Instruction:
Pick up the forum thread below about legal herping spots around Dallas–Fort Worth and continue it from its last sentence.

Page excerpt:
* Start *

# Any good herping good spots in dfw that aren't illegal to go to?



## Bananamanstrikesback (Aug 15, 2017)

Anyone got any spots filled with bugs and snakes I can Czech out I live in fort worth bordering Keller-legal spots we live in Texas don't want to trespass everyone has a gun here-


----------



## DubiaW (Sep 3, 2017)

In Texas you really just need to know the landowner. Just start talking to people and tell them what you are collecting and they will probably be happy to have you "remove the creepy crawlies" from their land. It works even better if you know how to handle rattlesnakes. Offer to remove their rattlesnakes or put up a flyer and charge people to remove rattlesnakes from their property. I usually charge $50 a house call and $25 a snake. Unfortunately in Texas, the private Property-No trespassing State, you are going to have to find somewhere to release those snakes too. Another option is just to hike the highway easements and the easements on that are on some, but not all, rivers and beaches. Try power line access road easements or gas pipeline maintenance easements if there are any in the area. Better option is to move to Arizona or New Mexico where they have this strange and alien concept of public land. We are socialists here by Texas metric.

Reactions: Agree 1


----------



## pannaking22 (Oct 10, 2017)

DubiaW said:


> In Texas you really just need to know the landowner. Just start talking to people and tell them what you are collecting and they will probably be happy to have you "remove the creepy crawlies" from their land. It works even better if you know how to handle rattlesnakes. Offer to remove their rattlesnakes or put up a flyer and charge people to remove rattlesnakes from their property. I usually charge $50 a house call and $25 a snake. Unfortunately in Texas, the private Property-No trespassing State, you are going to have to find somewhere to release those snakes too. Another option is just to hike the highway easements and the easements on that are on some, but not all, rivers and beaches. Try power line access road easements or gas pipeline maintenance easements if there are any in the area. Better option is to move to Arizona or New Mexico where they have this strange and alien concept of public land. We are socialists here by Texas metric.

* End *

Given data:

* Start *

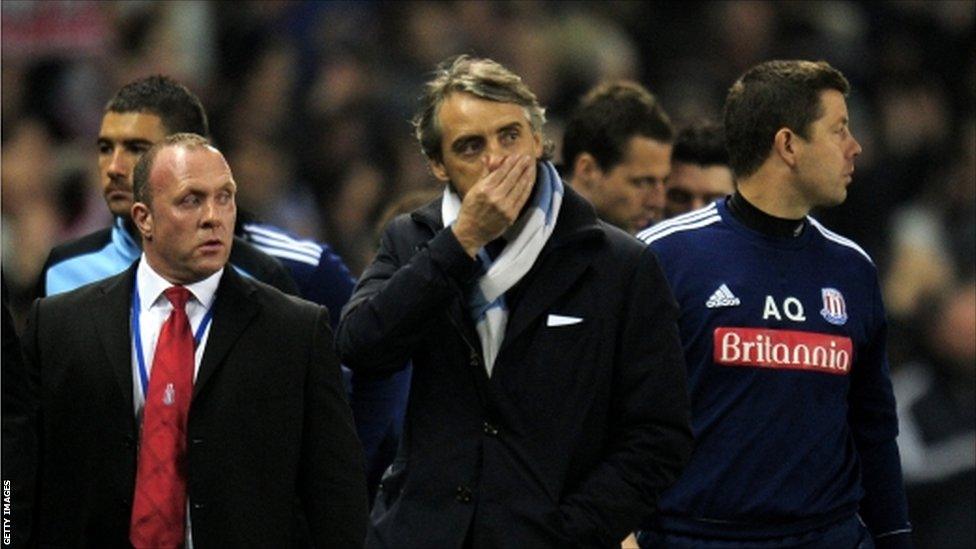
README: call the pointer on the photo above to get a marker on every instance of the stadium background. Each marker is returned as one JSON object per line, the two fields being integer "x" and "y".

* End *

The response:
It's absolute insanity down in Webb county. Only one public park in the county that's not completely in town...no other public land and it's one of the biggest counties.


----------



## DubiaW (Oct 10, 2017)

pannaking22 said:


> It's absolute insanity down in Webb county. Only one public park in the county that's not completely in town...no other public land and it's one of the biggest counties.


That's the bad part of living in Texas, so may good species and nowhere to see them in the wild.

Move to AZ where all land is public land unless it is posted.


----------



## pannaking22 (Oct 11, 2017)

DubiaW said:


> That's the bad part of living in Texas, so may good species and nowhere to see them in the wild.
> 
> Move to AZ where all land is public land unless it is posted.


I'm hoping to transfer up the border a ways in a couple years, so fingers crossed for that!


----------



## DubiaW (Oct 11, 2017)

pannaking22 said:


> I'm hoping to transfer up the border a ways in a couple years, so fingers crossed for that!


Let me know. We'll go herping.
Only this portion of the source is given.